⟨

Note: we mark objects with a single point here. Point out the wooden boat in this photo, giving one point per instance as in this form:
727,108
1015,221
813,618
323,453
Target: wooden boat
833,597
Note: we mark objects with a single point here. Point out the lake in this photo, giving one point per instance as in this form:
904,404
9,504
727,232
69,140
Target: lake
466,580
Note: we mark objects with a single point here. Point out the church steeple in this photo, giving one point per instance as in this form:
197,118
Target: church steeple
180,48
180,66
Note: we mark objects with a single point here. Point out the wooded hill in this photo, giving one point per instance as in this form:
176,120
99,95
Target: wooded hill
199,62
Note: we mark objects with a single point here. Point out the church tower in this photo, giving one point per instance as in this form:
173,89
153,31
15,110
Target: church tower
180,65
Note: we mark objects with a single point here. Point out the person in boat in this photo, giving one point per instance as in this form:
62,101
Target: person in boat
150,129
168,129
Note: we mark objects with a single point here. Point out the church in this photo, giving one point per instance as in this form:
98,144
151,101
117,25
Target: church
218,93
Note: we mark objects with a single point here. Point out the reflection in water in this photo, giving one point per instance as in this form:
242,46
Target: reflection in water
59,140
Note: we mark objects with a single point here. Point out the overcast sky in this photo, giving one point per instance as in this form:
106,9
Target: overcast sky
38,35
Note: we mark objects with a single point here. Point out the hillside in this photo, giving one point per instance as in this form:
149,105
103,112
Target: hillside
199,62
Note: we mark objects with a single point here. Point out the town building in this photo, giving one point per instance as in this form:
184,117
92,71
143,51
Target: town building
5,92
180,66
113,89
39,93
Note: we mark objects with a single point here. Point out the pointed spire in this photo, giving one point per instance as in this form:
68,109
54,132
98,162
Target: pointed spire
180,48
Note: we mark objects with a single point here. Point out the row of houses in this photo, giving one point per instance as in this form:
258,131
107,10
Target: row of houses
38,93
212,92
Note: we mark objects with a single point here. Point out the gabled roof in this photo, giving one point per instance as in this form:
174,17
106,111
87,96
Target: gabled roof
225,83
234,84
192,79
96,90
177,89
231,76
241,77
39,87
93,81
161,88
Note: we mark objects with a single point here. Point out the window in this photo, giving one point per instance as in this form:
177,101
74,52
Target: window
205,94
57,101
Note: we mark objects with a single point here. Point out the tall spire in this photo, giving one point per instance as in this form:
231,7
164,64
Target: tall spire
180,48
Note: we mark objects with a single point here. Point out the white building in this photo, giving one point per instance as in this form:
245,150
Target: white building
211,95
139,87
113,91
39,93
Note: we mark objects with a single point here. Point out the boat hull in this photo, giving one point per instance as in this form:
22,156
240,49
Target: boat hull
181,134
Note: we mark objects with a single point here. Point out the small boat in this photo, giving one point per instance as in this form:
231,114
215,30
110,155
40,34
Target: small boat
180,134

⟩

TASK STATEMENT.
In full and without alteration, return every line above.

YOUR RESPONSE.
Note: we mark objects with a single point here. Point out the wooden boat in this photo, giving one point per instance as in this form:
727,108
1015,221
813,618
323,453
Target: wooden boat
833,597
Note: we mark objects with a single point here. Point out the lake in this photo, giving one point per instance as in this form:
904,404
9,504
727,232
69,140
Target: lake
466,580
Note: we mark objects with a single point here. Point out the church steeple in this photo, giving one point per instance as in this form:
197,118
Target: church steeple
180,48
180,66
Note: we mark objects with a single point here. Point out the wooded hill in this photo, giving one point per instance as in this form:
176,120
99,95
Target: wooded hill
199,62
Note: we mark objects with a single point here. Point out the church tower in this photo, giving one point per instance as in this form:
173,89
153,31
15,110
Target: church tower
180,65
Note: we mark objects with a single point here. Point out the person in boat in this photo, giving one point per instance as in this form:
62,101
Target: person in boat
150,129
168,129
Note: we mark objects with a single point here. Point out the church in this photo, giving one point per instance as in this form:
98,144
151,101
117,25
Target: church
218,93
Note: we mark objects with a single point here. Point out the reflection in water in this photo, giving one point per instance as in this form:
242,46
Target: reflection in water
59,140
Note: we mark objects with a single point here. Point out the overcast sky in this photo, giving one point per instance as in this form:
106,9
Target: overcast sky
38,35
Note: we mark objects with a single point here. Point out the hillside in this photo, giving one point per instance as in this form:
149,105
103,112
Target: hillside
199,62
Note: we mark objects with a single point here. Point out the town building in this photo, giving one point per instance as in this form:
184,117
92,71
143,51
Target: town building
5,92
180,66
113,89
39,93
Note: we mark objects with a single point here. Point out the pointed spire in this photo, giving one point per instance as in this form:
68,109
54,132
98,162
Target: pointed spire
180,48
Note: we mark objects with a single point here. Point out the row of houses in this photo, giving one point per instance as in this form:
258,131
107,10
Target: row of houses
38,93
212,92
Note: we mark objects with a single point here. Point out the gabled roof in this photo, giving one point per instance as in this form:
174,17
106,111
87,96
Target: gabled roof
225,83
234,84
192,79
96,90
177,89
231,76
241,77
39,87
93,81
161,88
Note: we mark objects with a single point here. Point out the window in this photo, giving one point per instance as in this form:
177,101
74,52
Target: window
205,94
57,101
Note: we mark objects with a single point here. Point out the tall spire in this photo, giving one point per instance as in this form:
231,7
164,64
Target: tall spire
180,48
Note: we mark objects with a single point here. Point out the white building in this photo, giving one point per instance as in this form:
245,150
Target: white building
211,95
139,87
113,91
39,93
Note: we mark objects with a single point here. Point out the boat hull in this photo, giving one point per instance as in this form:
22,156
240,49
Target: boat hull
181,134
Note: we mark objects with a single point here. Point out the small boat in this photo, giving one point per instance as in this form:
231,114
215,30
110,155
40,34
Target: small boat
180,134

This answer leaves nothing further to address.